Once a rebel, always a rebel, apparently.
Being a preacher’s kid, I was duty-bound to kick and scream against the religious institutions into which I was born and raised.
As a preacher’s kid who manifested charismatic phenomena at an early age, I learned better than to talk about my “attainments.” For one thing, there was no place for the ecstatic in my Presbyterian church. For another thing, what church leader wants some little kid telling him or her about the unity of all being? Maybe you know of such a person, but I certainly never ran across one.
Not until a few years ago did I find a spiritual home, a place through which I could connect with others who’d spent a lifetime wrestling with various manifestations of charismatic phenomena, having been stymied in their search for support and guidance at every other stop along the way.
Some members have been thrown into the loony bin, pumped full of pharmaceuticals and branded as lost souls. Others have histories of falling into descending spirals of drug abuse. Some lucky few found a level of support within their families, artist/musical communities, or from some free spirit teacher who passed briefly across their range of influence — but they’ve lacked a sustained, practice-oriented support system within which to flourish. Most of us, I’m sure, have done the best we can, relying on our wits to get along in the world despite a general sense that life holds no meaning. Personally, I found more succor amongst the bikers I grew up with in my neighborhood than I ever found with most of the well-meaning folks I’ve since encountered along the spiritual path.
Imagine my happiness and excitement, then, when I read these discussion forum words from a new friend in the Sangha (sorry, no link — you’ll just have to trust that I didn’t make it up!):
Throughout the history of almost every world religion there have been those that, by their own actions and thoughts, have been considered rogues / recluses / rebels by their respective cultural / spiritual communities. This is not a new social phenomena whatsoever.

■ **SOURCE DATA**:
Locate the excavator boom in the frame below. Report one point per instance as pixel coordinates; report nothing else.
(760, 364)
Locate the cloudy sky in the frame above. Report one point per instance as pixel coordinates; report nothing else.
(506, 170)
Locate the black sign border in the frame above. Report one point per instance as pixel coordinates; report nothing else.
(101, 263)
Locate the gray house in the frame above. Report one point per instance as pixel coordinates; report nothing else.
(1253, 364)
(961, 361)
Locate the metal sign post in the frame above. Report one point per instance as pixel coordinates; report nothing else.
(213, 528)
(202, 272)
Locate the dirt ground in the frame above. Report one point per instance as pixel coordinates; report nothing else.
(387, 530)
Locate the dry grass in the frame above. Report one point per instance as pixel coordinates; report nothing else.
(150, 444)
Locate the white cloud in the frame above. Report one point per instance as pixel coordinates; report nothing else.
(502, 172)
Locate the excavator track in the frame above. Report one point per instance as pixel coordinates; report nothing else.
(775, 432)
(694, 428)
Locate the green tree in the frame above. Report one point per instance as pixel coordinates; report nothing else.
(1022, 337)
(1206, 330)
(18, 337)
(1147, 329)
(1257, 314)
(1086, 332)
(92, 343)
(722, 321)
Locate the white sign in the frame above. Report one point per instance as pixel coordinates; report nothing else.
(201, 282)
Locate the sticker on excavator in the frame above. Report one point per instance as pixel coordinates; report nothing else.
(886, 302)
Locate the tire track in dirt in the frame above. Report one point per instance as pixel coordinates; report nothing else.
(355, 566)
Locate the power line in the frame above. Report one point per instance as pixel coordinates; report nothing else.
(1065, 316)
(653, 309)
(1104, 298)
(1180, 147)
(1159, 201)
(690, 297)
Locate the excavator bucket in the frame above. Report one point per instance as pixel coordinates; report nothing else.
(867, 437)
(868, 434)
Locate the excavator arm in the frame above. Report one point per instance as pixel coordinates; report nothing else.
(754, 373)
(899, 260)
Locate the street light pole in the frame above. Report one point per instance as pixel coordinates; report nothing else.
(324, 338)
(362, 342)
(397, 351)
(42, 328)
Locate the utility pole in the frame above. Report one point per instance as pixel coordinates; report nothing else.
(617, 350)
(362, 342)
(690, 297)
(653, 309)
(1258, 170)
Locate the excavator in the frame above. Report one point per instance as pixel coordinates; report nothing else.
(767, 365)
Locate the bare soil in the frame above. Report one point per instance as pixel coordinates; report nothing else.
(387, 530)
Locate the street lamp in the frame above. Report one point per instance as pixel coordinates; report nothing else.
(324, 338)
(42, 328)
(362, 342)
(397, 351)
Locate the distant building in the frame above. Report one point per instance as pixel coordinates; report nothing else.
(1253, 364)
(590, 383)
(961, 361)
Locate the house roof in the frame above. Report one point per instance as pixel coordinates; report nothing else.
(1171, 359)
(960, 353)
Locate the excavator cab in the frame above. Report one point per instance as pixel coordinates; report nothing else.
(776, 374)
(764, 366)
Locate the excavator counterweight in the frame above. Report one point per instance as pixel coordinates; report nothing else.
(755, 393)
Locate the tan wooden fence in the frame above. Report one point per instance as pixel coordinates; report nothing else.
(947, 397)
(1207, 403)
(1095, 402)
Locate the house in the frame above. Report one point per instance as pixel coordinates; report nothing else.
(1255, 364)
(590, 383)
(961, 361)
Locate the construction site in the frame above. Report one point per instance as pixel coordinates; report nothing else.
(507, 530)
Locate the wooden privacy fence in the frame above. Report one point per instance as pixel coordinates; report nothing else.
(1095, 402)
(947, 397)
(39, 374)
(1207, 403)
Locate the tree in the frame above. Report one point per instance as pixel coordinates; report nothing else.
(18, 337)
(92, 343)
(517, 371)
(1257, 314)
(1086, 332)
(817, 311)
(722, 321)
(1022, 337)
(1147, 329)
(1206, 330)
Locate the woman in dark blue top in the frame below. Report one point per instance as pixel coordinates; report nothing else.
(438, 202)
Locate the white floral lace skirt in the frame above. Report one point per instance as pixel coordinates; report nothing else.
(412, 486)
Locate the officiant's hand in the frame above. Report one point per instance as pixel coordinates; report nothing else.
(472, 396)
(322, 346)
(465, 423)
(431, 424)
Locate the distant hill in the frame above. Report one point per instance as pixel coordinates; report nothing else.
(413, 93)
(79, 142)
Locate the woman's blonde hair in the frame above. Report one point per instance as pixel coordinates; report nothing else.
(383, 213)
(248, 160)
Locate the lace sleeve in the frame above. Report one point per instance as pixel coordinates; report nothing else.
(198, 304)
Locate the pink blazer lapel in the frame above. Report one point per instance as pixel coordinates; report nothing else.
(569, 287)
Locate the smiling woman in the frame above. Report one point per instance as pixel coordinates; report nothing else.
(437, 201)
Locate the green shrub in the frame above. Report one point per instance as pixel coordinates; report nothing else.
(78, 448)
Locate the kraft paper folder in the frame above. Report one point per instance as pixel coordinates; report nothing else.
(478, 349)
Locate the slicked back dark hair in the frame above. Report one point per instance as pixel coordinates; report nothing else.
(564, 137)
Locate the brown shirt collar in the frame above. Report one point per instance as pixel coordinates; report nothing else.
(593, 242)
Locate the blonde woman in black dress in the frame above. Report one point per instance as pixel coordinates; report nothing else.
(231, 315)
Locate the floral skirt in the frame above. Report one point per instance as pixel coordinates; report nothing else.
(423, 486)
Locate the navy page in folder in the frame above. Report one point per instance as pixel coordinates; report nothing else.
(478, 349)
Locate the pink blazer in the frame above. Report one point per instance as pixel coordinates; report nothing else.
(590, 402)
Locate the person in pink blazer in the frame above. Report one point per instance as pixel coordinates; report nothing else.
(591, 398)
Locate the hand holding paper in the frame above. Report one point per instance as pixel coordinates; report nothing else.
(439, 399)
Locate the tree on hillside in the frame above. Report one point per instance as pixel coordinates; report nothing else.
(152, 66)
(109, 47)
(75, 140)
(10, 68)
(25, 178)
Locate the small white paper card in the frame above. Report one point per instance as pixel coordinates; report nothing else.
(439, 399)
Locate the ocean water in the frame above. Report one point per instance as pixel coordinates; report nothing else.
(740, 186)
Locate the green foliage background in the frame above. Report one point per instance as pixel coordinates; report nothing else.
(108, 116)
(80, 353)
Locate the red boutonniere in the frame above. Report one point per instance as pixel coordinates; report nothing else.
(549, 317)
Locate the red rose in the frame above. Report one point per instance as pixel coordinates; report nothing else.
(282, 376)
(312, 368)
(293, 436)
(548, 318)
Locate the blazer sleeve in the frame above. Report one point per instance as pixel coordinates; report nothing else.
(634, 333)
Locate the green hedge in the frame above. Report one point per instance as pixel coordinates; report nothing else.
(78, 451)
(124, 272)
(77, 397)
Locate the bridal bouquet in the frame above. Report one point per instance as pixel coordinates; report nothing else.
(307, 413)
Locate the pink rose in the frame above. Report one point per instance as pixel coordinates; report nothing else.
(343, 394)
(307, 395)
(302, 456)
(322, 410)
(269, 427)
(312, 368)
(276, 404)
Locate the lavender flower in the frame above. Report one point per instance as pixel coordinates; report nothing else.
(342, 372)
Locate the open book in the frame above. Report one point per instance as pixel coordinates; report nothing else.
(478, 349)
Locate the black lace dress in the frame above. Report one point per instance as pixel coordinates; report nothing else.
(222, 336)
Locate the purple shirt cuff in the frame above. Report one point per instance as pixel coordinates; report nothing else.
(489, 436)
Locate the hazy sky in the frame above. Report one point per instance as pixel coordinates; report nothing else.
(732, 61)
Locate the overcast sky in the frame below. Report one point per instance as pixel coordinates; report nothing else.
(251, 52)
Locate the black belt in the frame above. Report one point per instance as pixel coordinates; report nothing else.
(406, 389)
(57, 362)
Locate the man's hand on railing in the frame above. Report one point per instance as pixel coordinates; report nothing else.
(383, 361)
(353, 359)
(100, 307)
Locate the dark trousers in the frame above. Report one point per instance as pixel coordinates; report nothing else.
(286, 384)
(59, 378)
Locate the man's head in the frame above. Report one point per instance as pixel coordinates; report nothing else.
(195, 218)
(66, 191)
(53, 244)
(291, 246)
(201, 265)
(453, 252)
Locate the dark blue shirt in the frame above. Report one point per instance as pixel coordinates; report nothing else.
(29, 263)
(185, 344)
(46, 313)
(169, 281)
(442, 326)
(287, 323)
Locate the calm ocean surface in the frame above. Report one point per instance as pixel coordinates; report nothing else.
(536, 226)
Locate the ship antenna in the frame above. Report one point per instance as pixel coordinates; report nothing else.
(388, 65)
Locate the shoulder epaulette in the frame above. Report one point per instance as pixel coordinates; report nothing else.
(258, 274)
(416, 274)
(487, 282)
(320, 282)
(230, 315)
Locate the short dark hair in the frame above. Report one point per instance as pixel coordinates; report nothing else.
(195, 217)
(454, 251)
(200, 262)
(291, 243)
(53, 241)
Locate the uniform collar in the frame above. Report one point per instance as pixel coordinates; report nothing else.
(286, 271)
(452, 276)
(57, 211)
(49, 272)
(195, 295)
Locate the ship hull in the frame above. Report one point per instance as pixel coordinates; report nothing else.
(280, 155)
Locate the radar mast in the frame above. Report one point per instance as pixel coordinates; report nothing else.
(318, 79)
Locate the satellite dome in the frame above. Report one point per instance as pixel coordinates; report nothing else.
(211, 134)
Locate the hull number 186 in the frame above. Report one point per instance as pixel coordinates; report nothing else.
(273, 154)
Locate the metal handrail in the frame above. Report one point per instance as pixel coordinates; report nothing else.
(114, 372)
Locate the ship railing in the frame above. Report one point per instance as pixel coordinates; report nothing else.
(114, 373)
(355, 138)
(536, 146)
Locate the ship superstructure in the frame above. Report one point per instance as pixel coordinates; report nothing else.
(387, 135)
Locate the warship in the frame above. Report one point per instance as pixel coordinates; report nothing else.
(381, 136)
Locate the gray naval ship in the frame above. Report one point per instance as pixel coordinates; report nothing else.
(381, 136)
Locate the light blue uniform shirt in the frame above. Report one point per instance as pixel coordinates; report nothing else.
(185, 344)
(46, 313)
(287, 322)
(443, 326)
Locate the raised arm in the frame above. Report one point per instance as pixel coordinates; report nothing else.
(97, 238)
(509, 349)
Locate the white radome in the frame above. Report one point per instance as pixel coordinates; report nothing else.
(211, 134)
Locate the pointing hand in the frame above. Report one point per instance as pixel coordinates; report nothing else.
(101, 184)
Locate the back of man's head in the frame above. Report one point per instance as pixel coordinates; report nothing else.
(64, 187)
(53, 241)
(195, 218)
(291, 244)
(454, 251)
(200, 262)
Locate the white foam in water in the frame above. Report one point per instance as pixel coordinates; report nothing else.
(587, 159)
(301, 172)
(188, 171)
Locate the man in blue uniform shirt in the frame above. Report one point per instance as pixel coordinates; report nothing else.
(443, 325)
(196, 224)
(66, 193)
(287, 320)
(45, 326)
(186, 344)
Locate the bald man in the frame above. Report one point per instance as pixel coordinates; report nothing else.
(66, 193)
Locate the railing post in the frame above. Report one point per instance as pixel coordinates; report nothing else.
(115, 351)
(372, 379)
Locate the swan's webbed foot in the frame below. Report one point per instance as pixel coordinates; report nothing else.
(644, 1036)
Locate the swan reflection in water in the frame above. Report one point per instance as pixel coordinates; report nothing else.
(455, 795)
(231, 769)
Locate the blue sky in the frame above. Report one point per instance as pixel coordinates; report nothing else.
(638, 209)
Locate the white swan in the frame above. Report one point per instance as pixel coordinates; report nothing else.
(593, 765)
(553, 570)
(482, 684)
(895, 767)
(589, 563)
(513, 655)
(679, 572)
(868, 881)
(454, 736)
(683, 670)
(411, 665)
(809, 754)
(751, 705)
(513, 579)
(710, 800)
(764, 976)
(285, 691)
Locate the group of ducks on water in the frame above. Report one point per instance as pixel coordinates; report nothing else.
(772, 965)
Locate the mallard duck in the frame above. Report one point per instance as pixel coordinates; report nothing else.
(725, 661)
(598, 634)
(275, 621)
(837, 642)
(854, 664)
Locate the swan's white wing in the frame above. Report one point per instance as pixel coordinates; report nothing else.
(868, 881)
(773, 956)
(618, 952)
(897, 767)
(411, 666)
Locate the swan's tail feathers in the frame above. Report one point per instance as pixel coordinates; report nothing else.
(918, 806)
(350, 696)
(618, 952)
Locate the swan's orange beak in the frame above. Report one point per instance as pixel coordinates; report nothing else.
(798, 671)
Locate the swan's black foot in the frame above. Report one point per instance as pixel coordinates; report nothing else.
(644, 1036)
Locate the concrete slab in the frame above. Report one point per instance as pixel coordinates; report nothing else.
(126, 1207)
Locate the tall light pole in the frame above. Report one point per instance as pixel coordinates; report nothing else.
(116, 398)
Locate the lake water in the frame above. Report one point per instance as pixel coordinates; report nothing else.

■ **EXERCISES**:
A. In the essay on growing up a preacher's kid, which people gave the writer more comfort than most of the well-meaning folks met on the spiritual path?
B. Reproduce the essay on growing up a preacher's kid, everything from "Being a preacher’s" down to "ran across one.".
C. Carry the essay on growing up a preacher's kid forward from the point where it stops.

■ **RESPONSES IN ORDER**:
A. The bikers the writer grew up with in the neighborhood.

B.
Being a preacher’s kid, I was duty-bound to kick and scream against the religious institutions into which I was born and raised.
As a preacher’s kid who manifested charismatic phenomena at an early age, I learned better than to talk about my “attainments.” For one thing, there was no place for the ecstatic in my Presbyterian church. For another thing, what church leader wants some little kid telling him or her about the unity of all being? Maybe you know of such a person, but I certainly never ran across one.

C.
Whenever someone does not conform to the “norm” of established religious dogma, they are generally perceived as not playing by the rules and for the safety of dogma preservation are kept at a friendly distance.
These spiritual rebels are of value in that they offer new and sometimes innovative insights into the overall understanding of that particular religion. They can be a reminder to both clergy and lay followers to think outside the box, to not allow their spiritual tradition to stagnate. They can help clarify and provide historical perspective in regard to a religion’s timely literature.
Those persons who are fortunate through their own efforts to obtain a degree of “attainment” should be respected and referred to when needed. But human nature being what it is, their “difference” and “intensity” may cause the unattained a degree of secular and spiritual discomfort. They appear to have the “keys to the kingdom” and even priesthoods can react as well as they feel short changed. “Why them” kicks into play.
If the spiritual community cannot find an approach to incorporating “attainment rebels” into the flock then maybe a respectful “keep them at a short distance” truce needs to be acknowledged. Unfortunately that more often then not isn’t the case.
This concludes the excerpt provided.